→ EXERCISE DETAILS:
Extract the lines up to and including the one that contains "as point(345, 223).", starting with the first line of the entries below, and omit the pictures.

→ GIVEN DATA:

————————

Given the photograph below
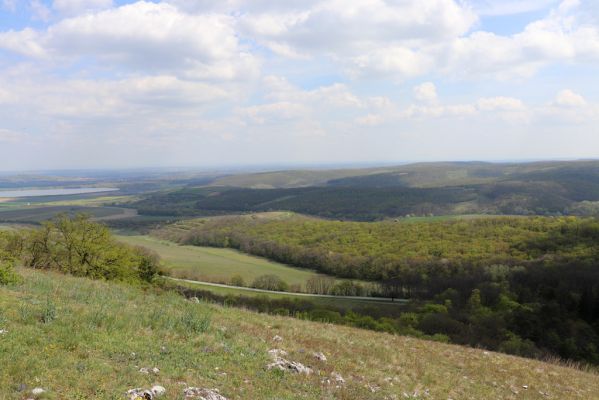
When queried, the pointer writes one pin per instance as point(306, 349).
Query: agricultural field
point(215, 264)
point(94, 337)
point(383, 306)
point(35, 214)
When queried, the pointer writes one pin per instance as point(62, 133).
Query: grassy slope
point(86, 351)
point(199, 263)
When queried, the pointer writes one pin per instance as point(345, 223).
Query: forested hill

————————

→ OUTPUT OF THE TASK:
Given the photograph below
When queried, the pointer writes one pin per instance as point(306, 349).
Query: agricultural field
point(215, 264)
point(94, 337)
point(383, 306)
point(35, 214)
When queried, the pointer writes one pin per instance as point(62, 133).
Query: grassy slope
point(86, 351)
point(199, 263)
When queried, the pointer writes one pin per instance as point(345, 223).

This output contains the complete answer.